A Bipolar Neutro-Spatial Graph Model for Evaluating Sustainable Regeneration Spatial Design Schemes in Historic Urban Areas

Abstract

Urban areas with historical value often face serious challenges of physical decay, social 
decline, and environmental degradation. Sustainable regeneration of these areas requires 
a careful evaluation of design schemes, balancing multiple and sometimes conflicting 
factors such as heritage conservation, green space inclusion, community acceptance, and 
economic feasibility. Traditional evaluation models cannot fully capture the uncertainty, 
contradictions, and ambiguity present in such contexts. 
This paper introduces a new mathematical model called the Bipolar Neutro-Spatial Graph 
Model (BNSGM), which uses a customized form of neutrosophic bipolar vague 
representation to evaluate spatial regeneration schemes. Each urban element (like a 
building, plaza, or street) is represented as a node with positive, neutral, and negative 
evaluation scores for each sustainability criterion. Relationships between these elements, 
such as spatial influence or policy conflict, are modeled as directed edges with bipolar 
weights. The model provides a complete evaluation score for each regeneration scheme, 
considering both supportive and opposing indicators, as well as uncertain aspects. 
A full case study is presented, using real spatial data and indicators from an old urban 
district. The results show how the model supports better decision-making in complex 
urban regeneration processes, where uncertainty and disagreement are unavoidable. This 
work offers a new way to mathematically structure and evaluate sustainable design 
strategies in old cities with historical, social, and economic challenges.

DOI: 10.5281/zenodo.16496521

### THE PROBLEM
Write out the passage of the abstract starting with "Urban areas with" and going on through "in such contexts.", copying it without any change. The listing that comes next is separate material, apart from the abstract.

### COLLECTED DATA
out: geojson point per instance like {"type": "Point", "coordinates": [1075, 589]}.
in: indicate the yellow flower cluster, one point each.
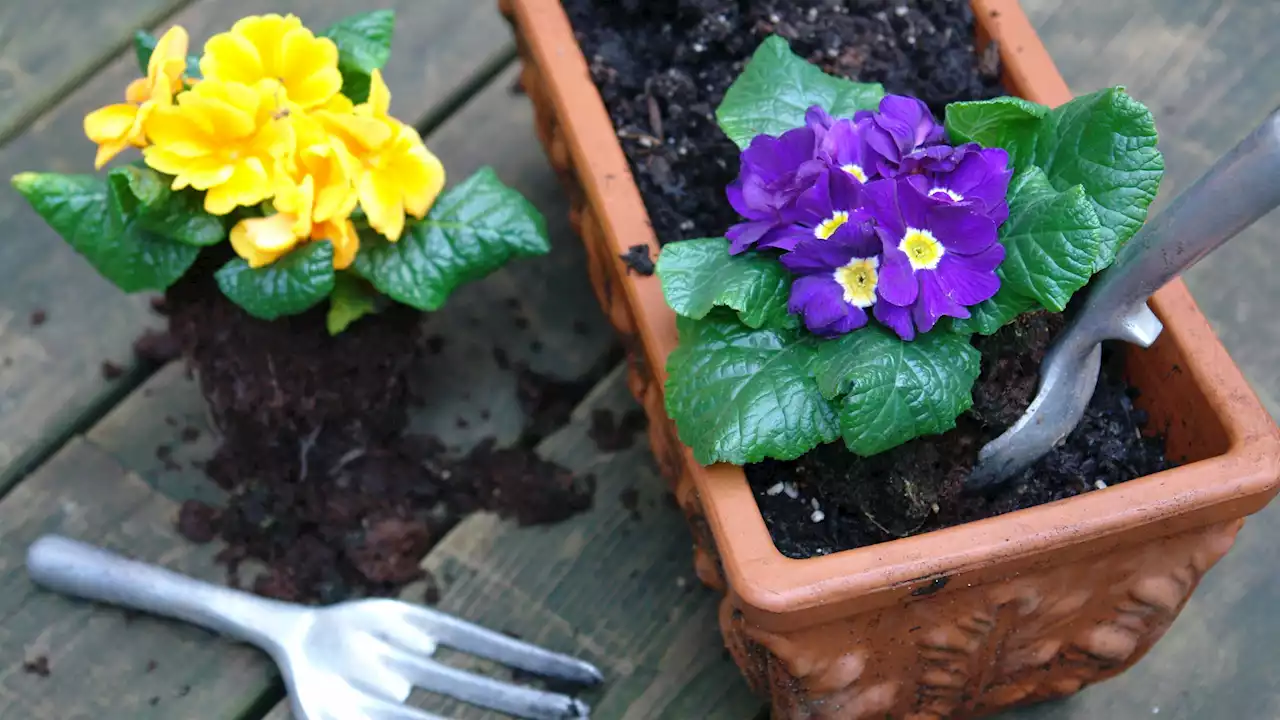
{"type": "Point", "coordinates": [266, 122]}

### TASK RESULT
Urban areas with historical value often face serious challenges of physical decay, social 
decline, and environmental degradation. Sustainable regeneration of these areas requires 
a careful evaluation of design schemes, balancing multiple and sometimes conflicting 
factors such as heritage conservation, green space inclusion, community acceptance, and 
economic feasibility. Traditional evaluation models cannot fully capture the uncertainty, 
contradictions, and ambiguity present in such contexts.